Intervention de Yannick Blanc

Commission spéciale Egalité et citoyenneté — Réunion du 29 juin 2016 à 18h00
Audition de M. Yannick Blanc président de l'agence du service civique

Yannick Blanc, président de l'Agence du service civique :

Madame la rapporteure, Erasmus Sport n'a été ajouté à Erasmus Jeunesse que dans un deuxième temps, tout simplement en raison d'une erreur matérielle : le mot sport avait été oublié...

Je récuse les critiques, datées, de la Cour des comptes sur la mixité sociale. Je vous ferai parvenir le rapport d'activité, par secteur d'activité, de l'Agence. Nos chiffres de mixité sociale sont supérieurs à la moyenne nationale pour les jeunes n'ayant pas le bac. La proportion de jeunes en service civique est à l'image de la population des jeunes, sans distorsion. Nous ne faisons pas de miracle, mais le système ne dérive pas. La propension à l'engagement est proportionnelle au niveau de qualification : plus on est en haut de l'échelle sociale, plus on s'engage. Un de nos objectifs, c'est de compenser cette tendance. Nous en avons débattu avec les députés. Pour autant, on ne va pas instaurer de discrimination positive car le service civique a pour vocation d'accueillir tous les jeunes.

Doit-on continuer à demander à un jeune candidat à une mission de service civique de rédiger un CV ? Je suis assez d'accord avec les associations : tant qu'on demandera un CV aux candidats, il y aura un phénomène de sélection, visible ou invisible ; mais il est bon aussi que les organismes puissent savoir à qui ils ont affaire pour préparer le tutorat. La réponse doit être nuancée mais l'objectif de mixité sociale est central. En principe, oui, le service civique a un rôle de cohésion sociale par rapport aux jeunes en déshérence, même si cela se fonde uniquement sur la capacité d'engagement, qui n'est pas absente, à condition de faire les propositions suscitant cet engagement. En tant que préfet du Vaucluse, j'avais expérimenté la Garantie Jeunes dans mon département. Durant les six semaines initiales de travail en groupe, et à la surprise des accompagnateurs, certains groupes de jeunes trouvaient des projets et des motifs d'engagement, cela devenait presque un réflexe. Dans ces quartiers, on doit encourager ces dispositifs de soutien. Nous le faisons notamment avec la Ligue de l'enseignement et Unis-Cité, nos deux principaux partenaires associatifs. Samedi 9 juillet, je serai à Lyon pour une journée organisée par l'association La Fabrique à idées, présidée par un ancien du service civique, qui propose un service civique inversé : ce ne sont pas des organismes qui offrent des missions, mais des jeunes qui réfléchissent ensemble à des missions à proposer. Cela peut donner des résultats intéressants. Nous suivons et encourageons ces initiatives.

Lignes sources
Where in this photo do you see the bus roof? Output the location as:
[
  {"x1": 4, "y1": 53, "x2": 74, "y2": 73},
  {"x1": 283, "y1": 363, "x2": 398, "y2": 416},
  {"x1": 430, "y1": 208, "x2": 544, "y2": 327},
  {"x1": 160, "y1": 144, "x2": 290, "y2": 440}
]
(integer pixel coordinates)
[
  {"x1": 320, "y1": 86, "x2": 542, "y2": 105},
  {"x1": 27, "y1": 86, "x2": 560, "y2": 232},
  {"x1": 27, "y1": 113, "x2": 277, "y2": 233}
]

*Exercices proposés*
[a] Dressez la liste des associations nommées dans l'audition de Yannick Blanc.
[b] Citez le passage de l'audition de Yannick Blanc compris entre « Commission spéciale Egalité » et « avait été oublié... », ces deux extraits inclus.
[c] D'après l'audition de Yannick Blanc, quelle fonction exerçait-il lorsqu'il a expérimenté la Garantie Jeunes ?

*Corrigé des exercices*
[a] Ligue de l'enseignement, Unis-Cité, La Fabrique à idées

[b]
Commission spéciale Egalité et citoyenneté — Réunion du 29 juin 2016 à 18h00
Audition de M. Yannick Blanc président de l'agence du service civique

Yannick Blanc, président de l'Agence du service civique :

Madame la rapporteure, Erasmus Sport n'a été ajouté à Erasmus Jeunesse que dans un deuxième temps, tout simplement en raison d'une erreur matérielle : le mot sport avait été oublié...

[c] Il était préfet du Vaucluse.